- **Object point labels**
>>>
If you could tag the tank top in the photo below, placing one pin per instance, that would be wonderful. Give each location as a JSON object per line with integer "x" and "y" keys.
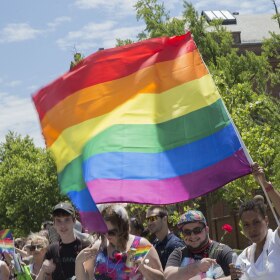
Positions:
{"x": 110, "y": 269}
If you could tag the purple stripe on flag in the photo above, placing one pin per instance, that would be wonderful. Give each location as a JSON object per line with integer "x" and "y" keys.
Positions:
{"x": 93, "y": 221}
{"x": 171, "y": 190}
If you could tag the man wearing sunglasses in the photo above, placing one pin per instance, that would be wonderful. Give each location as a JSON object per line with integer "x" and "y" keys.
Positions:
{"x": 166, "y": 241}
{"x": 59, "y": 263}
{"x": 201, "y": 258}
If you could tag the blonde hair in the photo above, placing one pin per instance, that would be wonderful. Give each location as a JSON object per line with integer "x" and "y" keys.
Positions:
{"x": 36, "y": 237}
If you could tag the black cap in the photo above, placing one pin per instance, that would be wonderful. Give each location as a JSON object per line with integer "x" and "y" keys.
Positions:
{"x": 66, "y": 207}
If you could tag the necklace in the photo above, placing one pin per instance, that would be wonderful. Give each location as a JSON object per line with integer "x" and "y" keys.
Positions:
{"x": 114, "y": 267}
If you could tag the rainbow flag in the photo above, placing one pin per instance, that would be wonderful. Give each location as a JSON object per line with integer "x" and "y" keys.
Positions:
{"x": 141, "y": 123}
{"x": 142, "y": 251}
{"x": 7, "y": 245}
{"x": 6, "y": 234}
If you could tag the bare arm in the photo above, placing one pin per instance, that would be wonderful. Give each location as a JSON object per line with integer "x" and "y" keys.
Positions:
{"x": 189, "y": 271}
{"x": 153, "y": 269}
{"x": 273, "y": 194}
{"x": 85, "y": 262}
{"x": 46, "y": 270}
<<<
- **Description of the task**
Write out the listing again from the line containing "If you could tag the necklace" through the end of the listing, replacing "Positions" with "Coordinates" and leaving everything else unchanged.

- **Exercise solution**
If you could tag the necklace in the photo above, placing one pin per instance, that would be wonderful. Give each location as a JSON object per line with integer "x" and "y" keys.
Coordinates:
{"x": 114, "y": 267}
If you could tag the rainbow flag in the photo above, placing one pin per instance, that would be wonderful. Give each location as a JSON object per line with integer "x" and "y" keys.
Coordinates:
{"x": 141, "y": 123}
{"x": 142, "y": 251}
{"x": 7, "y": 245}
{"x": 6, "y": 234}
If you could tag the bare arm in the photo above, placing one pin per instance, that would be wonderful. Give each location as a JSON object per line with integer "x" and "y" keys.
Coordinates:
{"x": 189, "y": 271}
{"x": 153, "y": 269}
{"x": 273, "y": 194}
{"x": 85, "y": 262}
{"x": 46, "y": 270}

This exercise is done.